Items stored from a collection
----

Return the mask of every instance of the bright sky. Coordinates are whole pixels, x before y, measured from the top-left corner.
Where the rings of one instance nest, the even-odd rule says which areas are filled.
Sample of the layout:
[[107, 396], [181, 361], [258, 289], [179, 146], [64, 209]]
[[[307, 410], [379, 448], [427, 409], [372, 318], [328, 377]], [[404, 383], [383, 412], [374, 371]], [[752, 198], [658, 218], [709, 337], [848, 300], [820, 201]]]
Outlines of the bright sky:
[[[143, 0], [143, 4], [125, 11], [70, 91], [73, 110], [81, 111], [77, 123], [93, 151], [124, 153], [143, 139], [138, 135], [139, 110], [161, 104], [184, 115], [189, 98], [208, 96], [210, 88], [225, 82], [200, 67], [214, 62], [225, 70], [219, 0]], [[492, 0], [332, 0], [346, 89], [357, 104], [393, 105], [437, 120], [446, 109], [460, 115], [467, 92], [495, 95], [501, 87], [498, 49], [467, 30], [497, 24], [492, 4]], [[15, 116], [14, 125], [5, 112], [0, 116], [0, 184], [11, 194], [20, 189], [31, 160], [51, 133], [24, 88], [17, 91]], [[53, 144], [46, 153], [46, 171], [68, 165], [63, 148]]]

----

Extract every line of the listing above and reproduce each one with no changes.

Return the mask of every instance of the bright sky. Coordinates are whole pixels, x before y, measured from the top-left corner.
Where the rings of one instance nest, the even-odd rule says which areas are filled.
Sample of the layout:
[[107, 396], [181, 361], [258, 289], [179, 146], [64, 209]]
[[[307, 410], [379, 448], [427, 409], [372, 318], [328, 377]], [[404, 383], [383, 412], [374, 371]], [[752, 198], [658, 218], [709, 337], [848, 300], [820, 201]]]
Outlines of the bright sky:
[[[143, 0], [143, 4], [125, 11], [70, 91], [73, 110], [81, 111], [77, 123], [93, 151], [124, 153], [143, 139], [138, 135], [139, 110], [161, 104], [184, 115], [189, 98], [208, 96], [210, 88], [225, 82], [200, 67], [214, 62], [225, 70], [219, 0]], [[492, 0], [332, 0], [346, 89], [357, 104], [393, 105], [437, 120], [446, 109], [460, 115], [467, 92], [495, 95], [501, 87], [498, 49], [467, 30], [497, 24], [492, 4]], [[15, 116], [14, 125], [5, 112], [0, 116], [0, 184], [11, 194], [20, 189], [31, 160], [51, 133], [24, 88], [17, 91]], [[53, 144], [46, 153], [46, 171], [68, 165], [63, 148]]]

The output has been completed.